** Start Dataset **
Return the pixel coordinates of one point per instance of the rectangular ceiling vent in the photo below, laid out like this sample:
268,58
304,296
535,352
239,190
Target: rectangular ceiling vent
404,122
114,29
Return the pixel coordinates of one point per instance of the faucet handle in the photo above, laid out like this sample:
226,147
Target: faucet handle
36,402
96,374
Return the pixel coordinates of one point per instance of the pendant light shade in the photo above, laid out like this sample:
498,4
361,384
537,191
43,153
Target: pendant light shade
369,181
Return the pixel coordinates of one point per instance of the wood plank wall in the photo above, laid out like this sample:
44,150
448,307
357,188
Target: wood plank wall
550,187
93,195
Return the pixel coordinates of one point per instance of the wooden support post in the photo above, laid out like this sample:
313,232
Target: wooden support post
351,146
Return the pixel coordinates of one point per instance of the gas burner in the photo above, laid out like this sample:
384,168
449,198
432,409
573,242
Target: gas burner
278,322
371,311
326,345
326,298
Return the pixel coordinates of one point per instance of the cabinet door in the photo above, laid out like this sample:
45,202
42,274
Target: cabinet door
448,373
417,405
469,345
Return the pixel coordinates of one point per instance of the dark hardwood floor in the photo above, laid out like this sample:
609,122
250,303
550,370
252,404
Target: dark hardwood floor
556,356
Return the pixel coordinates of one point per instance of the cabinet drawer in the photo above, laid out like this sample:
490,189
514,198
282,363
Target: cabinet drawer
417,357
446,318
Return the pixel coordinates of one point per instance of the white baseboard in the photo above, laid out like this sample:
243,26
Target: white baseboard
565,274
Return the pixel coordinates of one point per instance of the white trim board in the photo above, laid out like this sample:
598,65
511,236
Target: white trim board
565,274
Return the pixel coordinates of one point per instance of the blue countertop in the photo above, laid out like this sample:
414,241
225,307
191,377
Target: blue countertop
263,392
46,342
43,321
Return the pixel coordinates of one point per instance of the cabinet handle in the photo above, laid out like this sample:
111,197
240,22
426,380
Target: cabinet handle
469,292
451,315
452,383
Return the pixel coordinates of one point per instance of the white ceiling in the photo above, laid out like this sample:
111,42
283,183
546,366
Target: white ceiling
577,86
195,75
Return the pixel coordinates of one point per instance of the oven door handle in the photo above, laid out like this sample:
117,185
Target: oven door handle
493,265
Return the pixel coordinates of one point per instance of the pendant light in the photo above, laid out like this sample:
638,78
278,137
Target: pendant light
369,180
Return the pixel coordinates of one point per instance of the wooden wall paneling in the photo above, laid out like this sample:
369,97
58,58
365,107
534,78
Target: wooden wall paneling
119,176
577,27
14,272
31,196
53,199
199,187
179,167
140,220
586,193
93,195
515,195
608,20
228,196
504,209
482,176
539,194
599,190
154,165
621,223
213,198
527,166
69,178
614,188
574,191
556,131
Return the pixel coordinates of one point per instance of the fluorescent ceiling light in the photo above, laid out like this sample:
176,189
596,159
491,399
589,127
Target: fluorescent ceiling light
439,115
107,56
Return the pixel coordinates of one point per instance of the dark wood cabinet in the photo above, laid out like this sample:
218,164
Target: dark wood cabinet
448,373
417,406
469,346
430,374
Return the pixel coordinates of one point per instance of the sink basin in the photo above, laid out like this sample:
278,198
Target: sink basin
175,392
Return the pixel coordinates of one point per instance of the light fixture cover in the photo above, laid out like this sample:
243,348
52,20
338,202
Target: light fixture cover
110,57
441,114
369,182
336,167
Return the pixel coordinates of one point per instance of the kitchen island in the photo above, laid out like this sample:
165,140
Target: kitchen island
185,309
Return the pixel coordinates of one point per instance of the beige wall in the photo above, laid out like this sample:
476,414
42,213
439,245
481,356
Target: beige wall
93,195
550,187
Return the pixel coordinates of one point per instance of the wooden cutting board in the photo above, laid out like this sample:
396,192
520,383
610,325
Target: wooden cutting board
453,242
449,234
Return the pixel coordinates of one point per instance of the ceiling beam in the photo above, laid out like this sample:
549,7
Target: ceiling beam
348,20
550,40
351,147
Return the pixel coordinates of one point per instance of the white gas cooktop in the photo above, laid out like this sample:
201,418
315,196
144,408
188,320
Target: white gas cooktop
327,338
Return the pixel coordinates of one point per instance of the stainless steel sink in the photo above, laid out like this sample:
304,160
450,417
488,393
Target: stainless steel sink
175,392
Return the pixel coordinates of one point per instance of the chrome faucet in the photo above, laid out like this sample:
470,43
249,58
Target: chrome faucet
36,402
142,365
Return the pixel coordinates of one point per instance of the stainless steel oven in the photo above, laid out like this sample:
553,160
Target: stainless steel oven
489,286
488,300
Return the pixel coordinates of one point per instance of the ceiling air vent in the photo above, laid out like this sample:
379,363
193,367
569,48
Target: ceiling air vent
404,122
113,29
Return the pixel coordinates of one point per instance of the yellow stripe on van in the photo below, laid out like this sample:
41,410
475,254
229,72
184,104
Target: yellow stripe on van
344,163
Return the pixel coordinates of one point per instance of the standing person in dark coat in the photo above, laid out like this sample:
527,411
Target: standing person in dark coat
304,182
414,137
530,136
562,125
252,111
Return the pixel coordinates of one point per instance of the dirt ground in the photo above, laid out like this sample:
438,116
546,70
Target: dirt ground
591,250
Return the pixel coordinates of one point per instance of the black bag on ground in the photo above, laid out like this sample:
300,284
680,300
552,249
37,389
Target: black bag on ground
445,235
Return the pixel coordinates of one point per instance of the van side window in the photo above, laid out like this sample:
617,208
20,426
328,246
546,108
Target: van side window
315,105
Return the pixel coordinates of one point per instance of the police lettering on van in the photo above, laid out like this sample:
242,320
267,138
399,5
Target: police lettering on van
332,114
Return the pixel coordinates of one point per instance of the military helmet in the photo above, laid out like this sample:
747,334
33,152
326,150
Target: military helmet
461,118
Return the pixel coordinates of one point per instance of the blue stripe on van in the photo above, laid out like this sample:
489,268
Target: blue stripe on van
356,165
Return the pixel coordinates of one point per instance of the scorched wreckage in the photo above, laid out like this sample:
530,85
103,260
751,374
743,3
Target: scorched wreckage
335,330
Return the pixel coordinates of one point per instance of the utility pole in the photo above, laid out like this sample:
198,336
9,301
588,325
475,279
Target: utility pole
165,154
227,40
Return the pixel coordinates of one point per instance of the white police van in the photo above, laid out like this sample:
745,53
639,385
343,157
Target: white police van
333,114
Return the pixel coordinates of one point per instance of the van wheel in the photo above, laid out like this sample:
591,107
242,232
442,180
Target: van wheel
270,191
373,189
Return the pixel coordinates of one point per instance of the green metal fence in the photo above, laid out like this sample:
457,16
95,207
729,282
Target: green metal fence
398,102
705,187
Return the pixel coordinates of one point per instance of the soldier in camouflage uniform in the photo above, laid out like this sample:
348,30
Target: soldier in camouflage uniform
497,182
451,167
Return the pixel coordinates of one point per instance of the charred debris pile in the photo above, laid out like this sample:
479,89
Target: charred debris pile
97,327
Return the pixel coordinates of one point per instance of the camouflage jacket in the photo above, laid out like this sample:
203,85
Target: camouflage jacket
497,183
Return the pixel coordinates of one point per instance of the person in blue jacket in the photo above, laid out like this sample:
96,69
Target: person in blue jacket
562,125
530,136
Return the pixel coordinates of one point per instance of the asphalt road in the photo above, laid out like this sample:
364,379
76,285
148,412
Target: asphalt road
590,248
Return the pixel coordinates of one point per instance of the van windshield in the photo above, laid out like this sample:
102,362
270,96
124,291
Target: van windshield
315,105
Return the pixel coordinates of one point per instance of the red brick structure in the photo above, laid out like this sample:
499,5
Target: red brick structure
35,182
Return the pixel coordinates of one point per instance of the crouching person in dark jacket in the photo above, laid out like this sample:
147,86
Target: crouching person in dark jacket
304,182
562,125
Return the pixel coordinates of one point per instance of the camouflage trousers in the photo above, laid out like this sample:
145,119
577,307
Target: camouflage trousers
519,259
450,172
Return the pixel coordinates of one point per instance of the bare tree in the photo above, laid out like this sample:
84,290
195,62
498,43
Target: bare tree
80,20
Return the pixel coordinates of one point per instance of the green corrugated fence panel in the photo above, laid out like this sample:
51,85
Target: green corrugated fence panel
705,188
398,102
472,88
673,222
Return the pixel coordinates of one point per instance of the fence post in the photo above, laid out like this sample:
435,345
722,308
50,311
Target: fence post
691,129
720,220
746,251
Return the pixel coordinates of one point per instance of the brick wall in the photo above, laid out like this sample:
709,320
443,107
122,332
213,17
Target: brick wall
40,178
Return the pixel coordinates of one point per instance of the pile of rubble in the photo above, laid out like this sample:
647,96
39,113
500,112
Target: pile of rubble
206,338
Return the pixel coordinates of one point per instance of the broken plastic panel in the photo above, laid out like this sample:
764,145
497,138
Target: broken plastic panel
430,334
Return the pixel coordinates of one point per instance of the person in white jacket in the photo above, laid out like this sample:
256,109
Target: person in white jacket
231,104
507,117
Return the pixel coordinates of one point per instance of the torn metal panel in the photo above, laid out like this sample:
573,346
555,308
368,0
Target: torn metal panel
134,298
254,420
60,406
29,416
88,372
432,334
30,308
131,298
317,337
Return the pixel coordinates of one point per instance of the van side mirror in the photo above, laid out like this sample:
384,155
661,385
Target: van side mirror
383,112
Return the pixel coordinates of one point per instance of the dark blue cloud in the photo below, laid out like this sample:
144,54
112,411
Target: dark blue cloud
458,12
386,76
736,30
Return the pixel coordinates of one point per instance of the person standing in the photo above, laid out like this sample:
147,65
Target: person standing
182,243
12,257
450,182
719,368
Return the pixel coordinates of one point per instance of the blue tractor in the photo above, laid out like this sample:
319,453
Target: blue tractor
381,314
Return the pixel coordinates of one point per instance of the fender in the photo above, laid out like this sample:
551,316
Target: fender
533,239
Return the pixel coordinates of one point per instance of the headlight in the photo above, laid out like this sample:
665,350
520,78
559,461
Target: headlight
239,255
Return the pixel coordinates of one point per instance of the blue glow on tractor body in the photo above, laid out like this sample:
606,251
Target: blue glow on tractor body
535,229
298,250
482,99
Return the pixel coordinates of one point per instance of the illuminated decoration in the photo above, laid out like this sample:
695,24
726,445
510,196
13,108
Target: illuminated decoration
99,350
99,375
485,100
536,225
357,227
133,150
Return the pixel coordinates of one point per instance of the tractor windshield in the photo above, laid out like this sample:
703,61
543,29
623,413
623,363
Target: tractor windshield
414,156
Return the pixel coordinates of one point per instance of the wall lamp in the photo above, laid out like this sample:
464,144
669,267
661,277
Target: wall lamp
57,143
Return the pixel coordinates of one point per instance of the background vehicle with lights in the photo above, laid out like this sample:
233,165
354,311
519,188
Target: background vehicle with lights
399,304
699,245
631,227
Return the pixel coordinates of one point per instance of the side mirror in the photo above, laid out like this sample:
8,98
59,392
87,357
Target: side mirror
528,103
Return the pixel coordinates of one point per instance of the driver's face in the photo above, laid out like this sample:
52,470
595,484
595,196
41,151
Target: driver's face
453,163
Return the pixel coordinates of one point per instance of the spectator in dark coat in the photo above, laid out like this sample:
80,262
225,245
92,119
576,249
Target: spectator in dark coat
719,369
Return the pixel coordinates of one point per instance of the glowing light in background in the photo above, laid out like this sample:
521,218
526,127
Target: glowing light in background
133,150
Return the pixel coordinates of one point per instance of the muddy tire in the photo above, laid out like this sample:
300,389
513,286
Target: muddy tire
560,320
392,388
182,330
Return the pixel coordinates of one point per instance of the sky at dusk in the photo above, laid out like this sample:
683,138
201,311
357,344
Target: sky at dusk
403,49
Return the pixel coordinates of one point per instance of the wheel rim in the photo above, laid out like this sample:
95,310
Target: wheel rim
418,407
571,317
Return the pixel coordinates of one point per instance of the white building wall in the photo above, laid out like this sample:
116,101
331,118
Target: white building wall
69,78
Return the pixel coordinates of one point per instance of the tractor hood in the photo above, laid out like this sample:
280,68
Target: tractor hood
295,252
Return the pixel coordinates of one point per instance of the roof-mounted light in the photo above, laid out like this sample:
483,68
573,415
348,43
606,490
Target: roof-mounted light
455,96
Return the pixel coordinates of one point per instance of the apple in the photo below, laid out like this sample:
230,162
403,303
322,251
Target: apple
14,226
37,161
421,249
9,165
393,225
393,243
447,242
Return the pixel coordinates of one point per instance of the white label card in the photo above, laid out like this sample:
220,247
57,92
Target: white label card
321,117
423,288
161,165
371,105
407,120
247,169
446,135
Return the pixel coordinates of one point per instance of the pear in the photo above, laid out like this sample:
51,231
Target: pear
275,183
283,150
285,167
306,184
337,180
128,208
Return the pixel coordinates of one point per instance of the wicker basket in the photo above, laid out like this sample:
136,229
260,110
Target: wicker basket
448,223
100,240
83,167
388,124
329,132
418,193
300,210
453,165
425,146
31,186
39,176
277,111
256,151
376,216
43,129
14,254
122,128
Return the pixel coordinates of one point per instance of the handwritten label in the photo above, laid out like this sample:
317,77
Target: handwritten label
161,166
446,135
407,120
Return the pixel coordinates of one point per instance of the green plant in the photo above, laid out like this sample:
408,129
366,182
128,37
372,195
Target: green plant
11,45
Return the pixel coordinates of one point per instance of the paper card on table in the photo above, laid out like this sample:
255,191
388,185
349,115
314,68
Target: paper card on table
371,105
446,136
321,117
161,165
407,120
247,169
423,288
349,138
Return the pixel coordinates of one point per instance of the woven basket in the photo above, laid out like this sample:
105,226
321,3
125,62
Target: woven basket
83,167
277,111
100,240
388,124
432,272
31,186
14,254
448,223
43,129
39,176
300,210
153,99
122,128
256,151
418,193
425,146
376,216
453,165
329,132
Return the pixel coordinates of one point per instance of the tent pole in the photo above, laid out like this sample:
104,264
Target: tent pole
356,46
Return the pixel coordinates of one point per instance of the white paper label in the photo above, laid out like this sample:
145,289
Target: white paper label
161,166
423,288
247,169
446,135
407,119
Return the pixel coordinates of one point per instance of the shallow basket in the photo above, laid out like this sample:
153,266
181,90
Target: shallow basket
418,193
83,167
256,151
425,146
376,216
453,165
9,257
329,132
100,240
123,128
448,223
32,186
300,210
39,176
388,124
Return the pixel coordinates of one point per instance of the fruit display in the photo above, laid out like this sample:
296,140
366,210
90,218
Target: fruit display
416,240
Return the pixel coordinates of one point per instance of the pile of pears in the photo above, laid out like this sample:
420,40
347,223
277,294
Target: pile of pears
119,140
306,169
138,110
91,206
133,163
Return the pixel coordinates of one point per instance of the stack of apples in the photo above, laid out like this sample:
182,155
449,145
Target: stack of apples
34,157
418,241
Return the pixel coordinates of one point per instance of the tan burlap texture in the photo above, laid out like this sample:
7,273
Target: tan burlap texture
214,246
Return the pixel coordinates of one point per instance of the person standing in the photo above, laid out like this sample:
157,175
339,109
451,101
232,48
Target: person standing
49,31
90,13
** End Dataset **
Quote, word for word, every line starting at the one that contains "of pears in" and ending with the final line of the entries.

Return the pixel coordinates of one point per instance of the pile of pears in the photo above, laid out like this sample:
420,40
347,223
277,294
Target: pile of pears
119,140
306,169
138,110
91,206
133,163
Return the pixel coordinates of one point per instance of the stack of apples in the photo above, laid out like this sample:
182,155
449,145
Target: stack of apples
34,157
418,241
Return the pixel coordinates of one point per instance of the tan burlap texture in the photo above, laid out like this sample:
7,273
Target: tan burlap texture
214,246
Return the pixel coordinates of one point per instance of the person standing in the photo above, laid out like this sample:
157,175
339,109
451,101
232,48
Target: person standing
49,31
90,13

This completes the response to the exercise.